Im Buschbeller Wald recken 140 Jahre alte Eichen und Buchen ihre knorrigen Äste empor, viele geschützte Arten wie Pirol, Mittelspecht und Feuersalamander leben dort vom Menschen ungestört. Dieses Kleinod der Natur ist einer der letzten Altwälder rund um Köln. Wegen seiner Artenvielfalt könnte er unter dem Schutz der EU stehen. Stattdessen droht ihm der Untergang durch die Quarzwerke in Frechen bei Köln, die den Wald jetzt wegen dem darunter liegenden Sand abholzen wollen.

Diesen Wald wollen die Quarzwerke in Frechen abholzen, um an mehr Sand zu kommen
Foto: Tanja Keßels BUND
 
Dabei ist der Abbau des Quarzsandes nicht nur aus Artenschutzgründen falsch, erklärt die Umweltinitiative "Rettet den Regenwald". Die Wirtschaft brauche den Sand aus dem Buschbeller Wald schlicht nicht. Weltweit werden pro Jahr unvorstellbare 15 Milliarden Tonnen Sand abgebaut, mehr als von jedem anderen Rohstoff. Vor allem die Bauindustrie lechzt danach. Für ein Einfamilienhaus werden 200 Tonnen Sand benötigt. Angesichts dieser Größenordnung sei es eine völlig abwegige Idee, für relativ wenig Sand einen artenreichen Wald zu opfern. Zudem in einer Region, in der kaum mehr Wald steht.

__________________________________________________

Ziel 1 -> Gib aus dem Text über den Buschbeller Wald den Abschnitt von "Diesen Wald wollen" bis "mehr Wald steht." wortgetreu aus.
Ziel 2 -> Wie viele Tonnen Sand braucht man laut dem Text über den Buschbeller Wald für ein Einfamilienhaus?
Die Datensätze stammen aus einer anderen Quelle.

Auszüge aus beschrifteten Bereichsdaten
__________________________________________________

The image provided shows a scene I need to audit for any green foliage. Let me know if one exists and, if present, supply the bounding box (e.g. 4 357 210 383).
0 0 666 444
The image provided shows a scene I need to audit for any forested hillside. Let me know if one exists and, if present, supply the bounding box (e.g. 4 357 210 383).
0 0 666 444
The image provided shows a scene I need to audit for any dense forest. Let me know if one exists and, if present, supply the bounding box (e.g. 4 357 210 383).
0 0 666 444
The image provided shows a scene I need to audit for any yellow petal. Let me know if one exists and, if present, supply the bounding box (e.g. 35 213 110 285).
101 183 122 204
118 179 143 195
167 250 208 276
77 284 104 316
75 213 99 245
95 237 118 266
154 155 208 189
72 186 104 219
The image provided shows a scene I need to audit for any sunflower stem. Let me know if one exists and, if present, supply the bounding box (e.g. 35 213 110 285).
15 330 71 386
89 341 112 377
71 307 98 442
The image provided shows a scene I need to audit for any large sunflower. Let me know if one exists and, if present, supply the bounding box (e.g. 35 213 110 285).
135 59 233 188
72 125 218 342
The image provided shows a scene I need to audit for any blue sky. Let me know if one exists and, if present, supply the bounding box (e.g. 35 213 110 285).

__________________________________________________

Ergebnis 1 ->
Diesen Wald wollen die Quarzwerke in Frechen abholzen, um an mehr Sand zu kommen
Foto: Tanja Keßels BUND
 
Dabei ist der Abbau des Quarzsandes nicht nur aus Artenschutzgründen falsch, erklärt die Umweltinitiative "Rettet den Regenwald". Die Wirtschaft brauche den Sand aus dem Buschbeller Wald schlicht nicht. Weltweit werden pro Jahr unvorstellbare 15 Milliarden Tonnen Sand abgebaut, mehr als von jedem anderen Rohstoff. Vor allem die Bauindustrie lechzt danach. Für ein Einfamilienhaus werden 200 Tonnen Sand benötigt. Angesichts dieser Größenordnung sei es eine völlig abwegige Idee, für relativ wenig Sand einen artenreichen Wald zu opfern. Zudem in einer Region, in der kaum mehr Wald steht.

Ergebnis 2 -> 200 Tonnen.